(WHAT THE EXERCISE ASKS)
Rewrite the lines from the one containing "on the fingertip" through the end of the entries as a numbered list, leaving out any blank lines.

(DATASET EXCERPTS)
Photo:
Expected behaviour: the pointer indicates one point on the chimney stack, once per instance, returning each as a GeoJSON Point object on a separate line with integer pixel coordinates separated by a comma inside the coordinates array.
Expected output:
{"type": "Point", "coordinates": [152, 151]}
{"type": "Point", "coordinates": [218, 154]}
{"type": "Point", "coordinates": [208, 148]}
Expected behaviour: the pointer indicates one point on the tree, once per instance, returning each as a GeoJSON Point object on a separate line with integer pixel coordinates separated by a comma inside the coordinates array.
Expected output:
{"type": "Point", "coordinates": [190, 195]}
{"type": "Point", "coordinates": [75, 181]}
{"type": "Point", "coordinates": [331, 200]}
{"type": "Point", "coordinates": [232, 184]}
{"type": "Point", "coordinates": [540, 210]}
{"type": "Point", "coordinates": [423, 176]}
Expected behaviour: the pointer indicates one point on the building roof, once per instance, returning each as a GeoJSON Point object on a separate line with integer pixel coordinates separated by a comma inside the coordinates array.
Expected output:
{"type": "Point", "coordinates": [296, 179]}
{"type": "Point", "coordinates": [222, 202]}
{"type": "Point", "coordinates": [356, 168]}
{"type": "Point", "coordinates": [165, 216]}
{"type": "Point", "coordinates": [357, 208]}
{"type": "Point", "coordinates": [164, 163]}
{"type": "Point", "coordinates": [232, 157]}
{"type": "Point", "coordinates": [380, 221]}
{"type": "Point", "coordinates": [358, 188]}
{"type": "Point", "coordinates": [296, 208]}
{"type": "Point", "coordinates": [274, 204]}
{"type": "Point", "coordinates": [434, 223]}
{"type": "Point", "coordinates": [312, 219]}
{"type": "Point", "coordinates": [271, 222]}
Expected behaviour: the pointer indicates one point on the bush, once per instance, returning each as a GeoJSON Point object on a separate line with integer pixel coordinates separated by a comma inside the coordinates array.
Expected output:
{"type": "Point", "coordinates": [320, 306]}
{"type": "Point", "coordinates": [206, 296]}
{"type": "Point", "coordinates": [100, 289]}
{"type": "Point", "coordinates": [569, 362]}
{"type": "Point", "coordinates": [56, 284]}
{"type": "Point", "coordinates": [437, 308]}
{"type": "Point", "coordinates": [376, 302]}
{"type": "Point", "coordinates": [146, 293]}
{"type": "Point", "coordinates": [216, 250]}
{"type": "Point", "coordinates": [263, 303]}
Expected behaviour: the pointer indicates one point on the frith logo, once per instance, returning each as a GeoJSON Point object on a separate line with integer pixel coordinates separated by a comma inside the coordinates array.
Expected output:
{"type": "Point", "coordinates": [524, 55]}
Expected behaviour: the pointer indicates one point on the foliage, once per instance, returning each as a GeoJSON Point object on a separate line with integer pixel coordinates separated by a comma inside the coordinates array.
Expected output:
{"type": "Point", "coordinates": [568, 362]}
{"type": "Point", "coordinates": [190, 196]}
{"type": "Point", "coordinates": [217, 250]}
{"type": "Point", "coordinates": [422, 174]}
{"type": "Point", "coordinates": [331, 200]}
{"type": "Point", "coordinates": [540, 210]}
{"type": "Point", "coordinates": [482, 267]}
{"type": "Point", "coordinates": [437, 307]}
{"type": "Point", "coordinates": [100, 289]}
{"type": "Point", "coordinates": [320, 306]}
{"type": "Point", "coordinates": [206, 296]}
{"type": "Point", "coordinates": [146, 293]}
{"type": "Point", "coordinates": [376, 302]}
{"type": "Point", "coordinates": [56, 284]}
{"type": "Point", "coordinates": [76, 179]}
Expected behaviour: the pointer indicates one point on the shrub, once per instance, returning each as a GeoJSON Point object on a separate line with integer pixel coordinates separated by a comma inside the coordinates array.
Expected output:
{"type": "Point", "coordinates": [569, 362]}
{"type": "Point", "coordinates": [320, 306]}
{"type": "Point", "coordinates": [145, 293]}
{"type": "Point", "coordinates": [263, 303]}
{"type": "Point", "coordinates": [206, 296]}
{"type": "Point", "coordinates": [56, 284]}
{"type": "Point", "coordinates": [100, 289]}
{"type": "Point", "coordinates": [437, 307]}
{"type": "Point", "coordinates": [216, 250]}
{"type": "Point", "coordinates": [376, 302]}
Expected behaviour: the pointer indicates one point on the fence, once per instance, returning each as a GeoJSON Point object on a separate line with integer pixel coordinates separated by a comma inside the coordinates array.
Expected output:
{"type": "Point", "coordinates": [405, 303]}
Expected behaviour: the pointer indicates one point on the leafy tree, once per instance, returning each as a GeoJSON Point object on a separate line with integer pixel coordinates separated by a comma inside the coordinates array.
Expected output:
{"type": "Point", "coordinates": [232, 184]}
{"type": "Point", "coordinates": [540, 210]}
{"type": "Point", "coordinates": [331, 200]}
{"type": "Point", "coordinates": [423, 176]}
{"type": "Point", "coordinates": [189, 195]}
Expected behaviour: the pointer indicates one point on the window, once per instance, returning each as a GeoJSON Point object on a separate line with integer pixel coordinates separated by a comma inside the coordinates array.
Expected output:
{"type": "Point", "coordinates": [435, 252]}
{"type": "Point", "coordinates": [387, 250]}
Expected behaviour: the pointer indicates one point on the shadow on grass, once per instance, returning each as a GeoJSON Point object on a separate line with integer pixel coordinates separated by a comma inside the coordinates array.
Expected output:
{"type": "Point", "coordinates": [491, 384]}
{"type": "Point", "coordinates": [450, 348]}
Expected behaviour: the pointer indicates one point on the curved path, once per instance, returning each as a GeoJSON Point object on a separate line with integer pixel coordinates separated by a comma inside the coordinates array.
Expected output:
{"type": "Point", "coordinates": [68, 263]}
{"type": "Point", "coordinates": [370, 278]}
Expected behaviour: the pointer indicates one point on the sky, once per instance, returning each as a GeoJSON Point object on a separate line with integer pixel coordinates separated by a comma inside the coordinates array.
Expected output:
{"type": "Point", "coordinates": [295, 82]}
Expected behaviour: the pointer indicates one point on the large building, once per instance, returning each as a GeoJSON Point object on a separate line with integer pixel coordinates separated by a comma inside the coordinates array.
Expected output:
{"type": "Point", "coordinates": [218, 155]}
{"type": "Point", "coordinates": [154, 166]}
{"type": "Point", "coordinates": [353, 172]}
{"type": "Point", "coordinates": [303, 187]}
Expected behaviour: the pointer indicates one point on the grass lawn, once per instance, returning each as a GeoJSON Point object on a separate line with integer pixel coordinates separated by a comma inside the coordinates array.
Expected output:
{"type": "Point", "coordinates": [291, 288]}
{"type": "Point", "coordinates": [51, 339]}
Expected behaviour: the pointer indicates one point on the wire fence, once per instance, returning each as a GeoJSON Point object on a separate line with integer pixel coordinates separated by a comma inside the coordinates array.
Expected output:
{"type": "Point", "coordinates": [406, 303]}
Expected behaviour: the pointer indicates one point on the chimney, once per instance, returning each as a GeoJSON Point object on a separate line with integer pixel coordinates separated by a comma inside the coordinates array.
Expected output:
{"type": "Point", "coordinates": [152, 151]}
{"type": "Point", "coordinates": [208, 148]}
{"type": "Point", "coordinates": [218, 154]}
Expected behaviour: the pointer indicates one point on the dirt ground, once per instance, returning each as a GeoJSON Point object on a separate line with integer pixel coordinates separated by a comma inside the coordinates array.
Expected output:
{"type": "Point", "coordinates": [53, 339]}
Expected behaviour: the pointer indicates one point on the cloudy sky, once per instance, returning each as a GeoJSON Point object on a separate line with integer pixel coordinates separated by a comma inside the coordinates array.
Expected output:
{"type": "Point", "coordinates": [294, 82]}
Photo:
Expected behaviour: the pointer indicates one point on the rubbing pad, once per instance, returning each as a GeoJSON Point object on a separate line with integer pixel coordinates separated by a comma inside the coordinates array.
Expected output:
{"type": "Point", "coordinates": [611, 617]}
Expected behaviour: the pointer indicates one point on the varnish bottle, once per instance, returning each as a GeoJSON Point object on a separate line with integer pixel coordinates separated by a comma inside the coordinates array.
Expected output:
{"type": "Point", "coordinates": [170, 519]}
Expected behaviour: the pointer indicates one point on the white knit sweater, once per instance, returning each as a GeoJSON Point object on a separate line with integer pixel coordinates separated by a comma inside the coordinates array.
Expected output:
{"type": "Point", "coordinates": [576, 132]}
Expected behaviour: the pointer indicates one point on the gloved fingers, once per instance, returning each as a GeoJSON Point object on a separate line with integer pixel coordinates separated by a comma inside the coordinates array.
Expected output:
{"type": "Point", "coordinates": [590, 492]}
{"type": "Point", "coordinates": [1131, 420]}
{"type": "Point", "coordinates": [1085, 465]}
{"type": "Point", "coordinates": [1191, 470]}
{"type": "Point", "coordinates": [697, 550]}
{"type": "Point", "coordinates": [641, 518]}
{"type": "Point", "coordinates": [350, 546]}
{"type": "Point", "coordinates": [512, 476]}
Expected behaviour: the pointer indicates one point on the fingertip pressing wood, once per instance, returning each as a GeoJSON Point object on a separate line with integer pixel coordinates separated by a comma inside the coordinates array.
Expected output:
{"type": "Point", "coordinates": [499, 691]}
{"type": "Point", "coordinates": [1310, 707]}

(SOLVED PROBLEM)
1. Expected behaviour: the pointer indicates one point on the fingertip pressing wood, once per instance, returning each as a GeoJSON Point object on a separate line with integer pixel coordinates separated by a comma inside the coordinates array.
2. Expected output:
3. {"type": "Point", "coordinates": [499, 691]}
4. {"type": "Point", "coordinates": [1310, 707]}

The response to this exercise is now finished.